Selected passage:
++++
Extreme value theorem, global versus local extrema, and critical points

# Finding critical points

AP.CALC:
FUN‑1 (EU)
,
FUN‑1.C (LO)
,
FUN‑1.C.1 (EK)
,
FUN‑1.C.2 (EK)
,
FUN‑1.C.3 (EK)
Sal finds the critical points of f(x)=xe^(-2x²). Created by Sal Khan.

## Want to join the conversation?

• What is the difference between critical numbers and critical points ?
Are they the same ?
• Sometimes they're loosely used interchangeably, but typically when you're asked to identify a critical point, you're expected to provide the coordinates of the point (both x and y), and a critical number is just the x value: the place on the number line where f' is zero or undefined.
• How do we know which point is going to be the maximum or minimum point?
• Assuming you have figured out what the critical points are, you can just take any one convenient number between each two neighbouring critical points and evaluate the derivative function f'(x) at those points that you have chosen.

Then you look at every critical point and check—using your new data—if the derivative is negative before it but turns positive after it (makes it a minimum point) or is positive before but turns negative (maximum) or doesn't change sign, in which case you don't care about that critical point.

[Justification] That works, because where the derivative is positive, the function is increasing and where it is negative, the function is decreasing. If it steadily increases up to some point and then starts dropping down, that's obviously a maximum. The opposite case corresponds to a minimum.
• Are all global maximums and minimums also local?
• There is only one global maximum (and one global minimum) but there can be more than one local maximum or minimum.
++++
Provided records:

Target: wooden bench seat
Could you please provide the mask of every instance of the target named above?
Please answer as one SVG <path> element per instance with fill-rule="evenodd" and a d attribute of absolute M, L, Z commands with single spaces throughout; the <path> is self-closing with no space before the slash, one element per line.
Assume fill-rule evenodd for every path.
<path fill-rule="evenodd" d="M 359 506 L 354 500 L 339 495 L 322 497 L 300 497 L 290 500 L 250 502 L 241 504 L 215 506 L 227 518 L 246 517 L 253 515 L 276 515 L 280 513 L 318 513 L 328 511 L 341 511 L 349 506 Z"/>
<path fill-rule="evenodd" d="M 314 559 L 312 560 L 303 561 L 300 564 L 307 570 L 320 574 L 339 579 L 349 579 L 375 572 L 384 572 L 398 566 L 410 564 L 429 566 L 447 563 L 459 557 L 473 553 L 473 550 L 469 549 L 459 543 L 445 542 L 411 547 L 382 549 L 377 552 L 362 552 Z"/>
++++
What to do:
1. List every AP.CALC code given on the page about finding critical points, with the label in parentheses that follows each one.
2. Using the page about finding critical points, please explain in one to three sentences why checking the sign of the derivative on each side of a critical point shows whether it is a maximum or a minimum.

Solutions to each task:
1.
FUN‑1 (EU)
FUN‑1.C (LO)
FUN‑1.C.1 (EK)
FUN‑1.C.2 (EK)
FUN‑1.C.3 (EK)

2. Where the derivative is positive the function is increasing, and where it is negative the function is decreasing. So if the derivative is positive before a critical point and negative after it, the function rises up to that point and then drops, which makes it a maximum. The opposite case is a minimum.